** Document passage **
• • • •
CPS reports cases of fish poisoning | THE DAILY HERALD


PHILIPSBURG–The Collective Prevention Service (CPS), as a public health agency, is advising the public to pay attention to proper food handling procedures when preparing meals.

  CPS said the department had received reports of four cases of fish poisoning September 5 and 7.

  “As with all reportable diseases, CPS surveillance nurses conduct case follow-up to identify the possible source(s) of exposure,” CPS said on Thursday. During the investigation, it came to light that the purchasing, storage, and preparation of the seafood played a major role in the source of food poisoning.

  “CPS would like to remind persons when purchasing fish, or any type of sea food, that it is important to handle the products safely to reduce the risk of foodborne illness often called food poisoning,” said the department.

  CPS further listed several safe-handling tips for buying, preparing, and storing fish. Persons are advised to only purchase fish that is refrigerated or displayed on a thick bed of fresh ice (preferably in a case or under some type of cover).
• • • •
** Supplied entries **

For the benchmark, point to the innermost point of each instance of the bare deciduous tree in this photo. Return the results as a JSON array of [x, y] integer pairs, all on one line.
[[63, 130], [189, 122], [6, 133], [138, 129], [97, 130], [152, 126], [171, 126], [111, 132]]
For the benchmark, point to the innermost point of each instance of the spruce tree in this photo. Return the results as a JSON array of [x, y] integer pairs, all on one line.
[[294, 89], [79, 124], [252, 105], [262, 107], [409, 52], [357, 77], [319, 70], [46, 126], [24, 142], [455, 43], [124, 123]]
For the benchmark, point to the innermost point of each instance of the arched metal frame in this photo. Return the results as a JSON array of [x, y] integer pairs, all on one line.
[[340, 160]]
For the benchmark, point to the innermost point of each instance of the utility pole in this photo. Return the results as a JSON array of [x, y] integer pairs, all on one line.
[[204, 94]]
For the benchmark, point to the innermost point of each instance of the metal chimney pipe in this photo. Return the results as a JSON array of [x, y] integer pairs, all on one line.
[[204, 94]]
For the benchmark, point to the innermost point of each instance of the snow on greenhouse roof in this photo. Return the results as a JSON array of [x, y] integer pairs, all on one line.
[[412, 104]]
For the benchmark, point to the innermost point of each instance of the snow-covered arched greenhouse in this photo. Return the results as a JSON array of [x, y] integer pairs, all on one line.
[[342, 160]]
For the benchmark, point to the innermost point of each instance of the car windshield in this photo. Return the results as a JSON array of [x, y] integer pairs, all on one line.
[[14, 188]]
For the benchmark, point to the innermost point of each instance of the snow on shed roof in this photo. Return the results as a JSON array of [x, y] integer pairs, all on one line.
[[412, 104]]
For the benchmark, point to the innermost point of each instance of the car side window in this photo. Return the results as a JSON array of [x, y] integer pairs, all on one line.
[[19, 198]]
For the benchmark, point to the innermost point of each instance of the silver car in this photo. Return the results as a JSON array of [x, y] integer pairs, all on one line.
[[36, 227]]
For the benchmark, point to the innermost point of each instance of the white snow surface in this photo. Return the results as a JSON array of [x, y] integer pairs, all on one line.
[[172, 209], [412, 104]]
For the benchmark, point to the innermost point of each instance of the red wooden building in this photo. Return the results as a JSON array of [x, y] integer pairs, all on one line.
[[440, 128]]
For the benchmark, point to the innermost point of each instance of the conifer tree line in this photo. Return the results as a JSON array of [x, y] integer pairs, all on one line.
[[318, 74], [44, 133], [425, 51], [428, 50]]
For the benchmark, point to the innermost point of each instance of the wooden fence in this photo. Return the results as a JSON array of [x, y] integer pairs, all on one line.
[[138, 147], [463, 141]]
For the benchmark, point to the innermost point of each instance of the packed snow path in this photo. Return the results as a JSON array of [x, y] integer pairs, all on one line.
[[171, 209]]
• • • •
** What needs to be done **
According to the fish poisoning article, how should fish be kept at the point of sale for persons to purchase it?

** Result **
It should be refrigerated or displayed on a thick bed of fresh ice, preferably in a case or under some type of cover.